Return every line of the records that contains the word "mountain". Case counts.
━━━━━ Data for this exercise ━━━━━
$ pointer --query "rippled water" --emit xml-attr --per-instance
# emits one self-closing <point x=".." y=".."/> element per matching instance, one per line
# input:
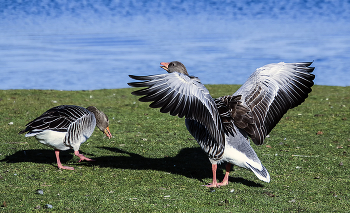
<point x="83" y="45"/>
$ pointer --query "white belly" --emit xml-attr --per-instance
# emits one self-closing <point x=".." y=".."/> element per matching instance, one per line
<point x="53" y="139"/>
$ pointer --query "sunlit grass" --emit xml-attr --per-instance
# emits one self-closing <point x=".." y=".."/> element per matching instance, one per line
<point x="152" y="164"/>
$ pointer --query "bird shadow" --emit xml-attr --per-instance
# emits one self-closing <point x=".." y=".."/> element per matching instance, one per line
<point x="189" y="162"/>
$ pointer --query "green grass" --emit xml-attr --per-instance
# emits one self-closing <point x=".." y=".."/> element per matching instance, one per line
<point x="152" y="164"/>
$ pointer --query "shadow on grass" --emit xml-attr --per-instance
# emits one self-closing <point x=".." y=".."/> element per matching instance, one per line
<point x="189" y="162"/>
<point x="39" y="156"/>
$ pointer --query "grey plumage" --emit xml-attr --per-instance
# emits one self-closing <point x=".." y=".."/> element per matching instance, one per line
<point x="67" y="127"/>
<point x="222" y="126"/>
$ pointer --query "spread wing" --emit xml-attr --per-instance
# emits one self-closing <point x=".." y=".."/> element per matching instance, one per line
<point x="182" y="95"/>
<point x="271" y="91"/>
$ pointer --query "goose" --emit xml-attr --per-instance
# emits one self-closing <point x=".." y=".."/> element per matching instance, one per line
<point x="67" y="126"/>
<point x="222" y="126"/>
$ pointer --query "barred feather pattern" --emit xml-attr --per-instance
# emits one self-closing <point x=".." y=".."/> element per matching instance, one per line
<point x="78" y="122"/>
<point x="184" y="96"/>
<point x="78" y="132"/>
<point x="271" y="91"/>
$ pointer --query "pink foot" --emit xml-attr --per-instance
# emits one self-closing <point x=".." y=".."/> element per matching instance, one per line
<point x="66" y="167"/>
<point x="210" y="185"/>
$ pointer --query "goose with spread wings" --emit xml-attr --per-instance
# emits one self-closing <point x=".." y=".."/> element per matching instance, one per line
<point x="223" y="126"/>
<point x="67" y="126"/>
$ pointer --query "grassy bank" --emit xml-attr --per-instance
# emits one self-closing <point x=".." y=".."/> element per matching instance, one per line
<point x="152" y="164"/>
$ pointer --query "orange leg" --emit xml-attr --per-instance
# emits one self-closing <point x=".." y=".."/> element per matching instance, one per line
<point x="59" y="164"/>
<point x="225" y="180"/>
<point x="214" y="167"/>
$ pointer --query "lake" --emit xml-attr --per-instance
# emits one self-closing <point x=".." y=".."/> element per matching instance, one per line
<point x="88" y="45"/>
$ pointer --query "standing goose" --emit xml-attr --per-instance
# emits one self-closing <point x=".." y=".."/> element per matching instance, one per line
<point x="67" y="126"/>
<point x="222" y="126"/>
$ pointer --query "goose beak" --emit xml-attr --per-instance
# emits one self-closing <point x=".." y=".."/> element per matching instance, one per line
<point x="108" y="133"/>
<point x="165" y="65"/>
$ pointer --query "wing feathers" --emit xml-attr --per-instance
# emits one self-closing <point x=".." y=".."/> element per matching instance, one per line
━━━━━
━━━━━ Data for this exercise ━━━━━
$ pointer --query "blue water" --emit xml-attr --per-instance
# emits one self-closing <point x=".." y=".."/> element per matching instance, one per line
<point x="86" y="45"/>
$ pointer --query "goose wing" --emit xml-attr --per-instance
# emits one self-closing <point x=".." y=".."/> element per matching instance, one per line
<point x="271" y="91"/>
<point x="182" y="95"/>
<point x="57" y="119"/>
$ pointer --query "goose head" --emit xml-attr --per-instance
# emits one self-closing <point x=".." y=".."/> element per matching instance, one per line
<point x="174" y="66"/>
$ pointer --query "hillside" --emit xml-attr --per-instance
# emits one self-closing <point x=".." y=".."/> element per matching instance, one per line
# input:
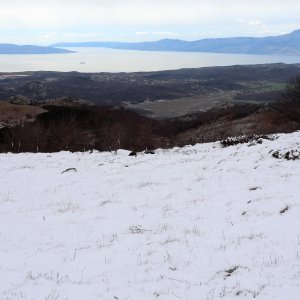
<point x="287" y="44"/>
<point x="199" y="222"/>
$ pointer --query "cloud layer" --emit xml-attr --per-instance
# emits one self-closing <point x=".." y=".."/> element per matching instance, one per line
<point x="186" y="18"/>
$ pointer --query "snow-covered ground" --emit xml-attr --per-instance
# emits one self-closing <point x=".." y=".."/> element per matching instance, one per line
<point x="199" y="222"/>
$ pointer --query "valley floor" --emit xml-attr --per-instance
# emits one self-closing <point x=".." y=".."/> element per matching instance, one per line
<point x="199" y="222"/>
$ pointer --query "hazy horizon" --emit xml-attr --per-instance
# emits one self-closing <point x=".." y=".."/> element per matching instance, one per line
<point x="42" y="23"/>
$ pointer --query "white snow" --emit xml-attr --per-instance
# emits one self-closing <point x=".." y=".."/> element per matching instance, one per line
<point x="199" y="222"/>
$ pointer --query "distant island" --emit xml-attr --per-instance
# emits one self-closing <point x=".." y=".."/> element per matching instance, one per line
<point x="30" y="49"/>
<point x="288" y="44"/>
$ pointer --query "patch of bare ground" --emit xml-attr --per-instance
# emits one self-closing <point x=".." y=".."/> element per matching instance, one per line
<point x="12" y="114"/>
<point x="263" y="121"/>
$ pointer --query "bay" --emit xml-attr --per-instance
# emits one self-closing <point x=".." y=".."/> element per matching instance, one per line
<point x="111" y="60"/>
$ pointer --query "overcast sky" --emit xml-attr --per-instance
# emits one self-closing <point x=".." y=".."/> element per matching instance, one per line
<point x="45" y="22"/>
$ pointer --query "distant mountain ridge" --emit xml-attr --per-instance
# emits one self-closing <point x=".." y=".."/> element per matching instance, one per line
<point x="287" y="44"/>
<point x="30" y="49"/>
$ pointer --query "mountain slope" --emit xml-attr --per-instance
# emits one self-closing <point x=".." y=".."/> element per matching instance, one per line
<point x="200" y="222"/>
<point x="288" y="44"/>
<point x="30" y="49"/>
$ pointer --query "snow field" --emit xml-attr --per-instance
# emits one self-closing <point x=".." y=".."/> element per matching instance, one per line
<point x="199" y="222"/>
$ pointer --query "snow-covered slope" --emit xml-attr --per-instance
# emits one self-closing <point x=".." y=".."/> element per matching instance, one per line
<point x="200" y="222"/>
━━━━━
━━━━━ Data for this exercise ━━━━━
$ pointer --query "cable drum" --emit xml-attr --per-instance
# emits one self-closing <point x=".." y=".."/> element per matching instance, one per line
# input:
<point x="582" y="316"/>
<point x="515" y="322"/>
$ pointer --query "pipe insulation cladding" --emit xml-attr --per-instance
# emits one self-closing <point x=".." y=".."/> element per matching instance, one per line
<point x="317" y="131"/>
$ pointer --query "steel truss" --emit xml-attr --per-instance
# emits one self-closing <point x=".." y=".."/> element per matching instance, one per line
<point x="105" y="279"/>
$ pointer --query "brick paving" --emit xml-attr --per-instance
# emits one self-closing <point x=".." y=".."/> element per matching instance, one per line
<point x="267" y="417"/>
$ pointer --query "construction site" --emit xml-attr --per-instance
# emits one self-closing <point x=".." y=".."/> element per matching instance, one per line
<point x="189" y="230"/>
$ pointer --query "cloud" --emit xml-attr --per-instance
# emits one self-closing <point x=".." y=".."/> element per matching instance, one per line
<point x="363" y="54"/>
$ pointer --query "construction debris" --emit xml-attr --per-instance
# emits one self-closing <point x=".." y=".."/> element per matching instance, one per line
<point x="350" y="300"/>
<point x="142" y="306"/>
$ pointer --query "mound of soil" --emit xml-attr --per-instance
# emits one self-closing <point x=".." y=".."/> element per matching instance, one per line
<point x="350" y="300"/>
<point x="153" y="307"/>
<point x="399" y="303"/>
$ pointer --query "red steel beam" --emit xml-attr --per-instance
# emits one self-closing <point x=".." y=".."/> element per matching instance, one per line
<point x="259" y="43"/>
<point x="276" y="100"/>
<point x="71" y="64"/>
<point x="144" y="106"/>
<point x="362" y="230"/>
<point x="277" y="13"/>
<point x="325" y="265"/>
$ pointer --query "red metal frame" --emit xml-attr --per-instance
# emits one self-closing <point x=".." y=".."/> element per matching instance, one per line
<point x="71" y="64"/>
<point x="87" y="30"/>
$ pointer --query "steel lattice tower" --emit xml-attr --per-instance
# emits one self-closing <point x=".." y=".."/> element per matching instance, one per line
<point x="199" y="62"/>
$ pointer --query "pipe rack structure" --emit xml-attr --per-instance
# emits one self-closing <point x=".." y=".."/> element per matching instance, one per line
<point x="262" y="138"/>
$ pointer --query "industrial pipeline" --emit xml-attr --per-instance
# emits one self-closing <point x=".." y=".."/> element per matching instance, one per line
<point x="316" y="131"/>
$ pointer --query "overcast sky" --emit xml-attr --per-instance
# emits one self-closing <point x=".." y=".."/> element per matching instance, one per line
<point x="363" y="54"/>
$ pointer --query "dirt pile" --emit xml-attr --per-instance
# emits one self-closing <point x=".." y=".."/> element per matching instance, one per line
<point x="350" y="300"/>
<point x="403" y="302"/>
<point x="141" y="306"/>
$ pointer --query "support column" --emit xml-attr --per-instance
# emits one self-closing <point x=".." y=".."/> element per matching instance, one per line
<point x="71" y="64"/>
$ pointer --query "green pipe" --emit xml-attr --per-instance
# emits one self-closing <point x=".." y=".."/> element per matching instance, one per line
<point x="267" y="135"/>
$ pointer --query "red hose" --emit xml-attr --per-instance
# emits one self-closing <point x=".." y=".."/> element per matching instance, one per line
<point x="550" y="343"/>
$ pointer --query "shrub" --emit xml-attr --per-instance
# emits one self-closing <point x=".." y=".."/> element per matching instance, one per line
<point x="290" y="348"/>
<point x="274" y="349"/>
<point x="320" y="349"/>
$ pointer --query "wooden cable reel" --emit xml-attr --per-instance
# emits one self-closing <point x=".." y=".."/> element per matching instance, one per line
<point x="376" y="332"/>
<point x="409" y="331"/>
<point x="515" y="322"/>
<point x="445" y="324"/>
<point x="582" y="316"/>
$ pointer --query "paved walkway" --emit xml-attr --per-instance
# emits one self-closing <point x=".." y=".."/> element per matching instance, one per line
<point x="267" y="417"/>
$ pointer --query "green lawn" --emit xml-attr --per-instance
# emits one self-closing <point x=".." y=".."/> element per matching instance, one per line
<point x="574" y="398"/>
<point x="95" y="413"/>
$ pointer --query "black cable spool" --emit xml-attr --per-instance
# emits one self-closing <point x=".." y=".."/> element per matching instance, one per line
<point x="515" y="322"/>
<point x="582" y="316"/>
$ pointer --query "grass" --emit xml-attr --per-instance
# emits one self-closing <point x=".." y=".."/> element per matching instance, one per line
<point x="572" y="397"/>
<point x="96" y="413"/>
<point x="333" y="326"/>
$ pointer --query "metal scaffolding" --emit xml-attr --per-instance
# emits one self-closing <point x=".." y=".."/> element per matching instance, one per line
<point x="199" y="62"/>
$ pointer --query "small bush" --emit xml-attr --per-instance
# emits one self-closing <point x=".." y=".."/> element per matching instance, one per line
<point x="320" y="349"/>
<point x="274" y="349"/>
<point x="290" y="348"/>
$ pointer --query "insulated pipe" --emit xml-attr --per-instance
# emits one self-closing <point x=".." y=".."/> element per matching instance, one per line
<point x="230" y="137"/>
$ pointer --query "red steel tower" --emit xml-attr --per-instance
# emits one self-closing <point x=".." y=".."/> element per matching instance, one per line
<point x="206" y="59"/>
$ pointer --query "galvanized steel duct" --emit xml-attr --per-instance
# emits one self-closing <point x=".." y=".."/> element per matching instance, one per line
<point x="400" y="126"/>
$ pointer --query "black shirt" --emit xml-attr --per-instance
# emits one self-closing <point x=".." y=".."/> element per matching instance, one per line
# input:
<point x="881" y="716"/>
━━━━━
Result of the exercise:
$ pointer --query "distant mountain ridge" --emit xml-attr --per-instance
$ pointer --query "mountain slope" --emit xml-attr --per-instance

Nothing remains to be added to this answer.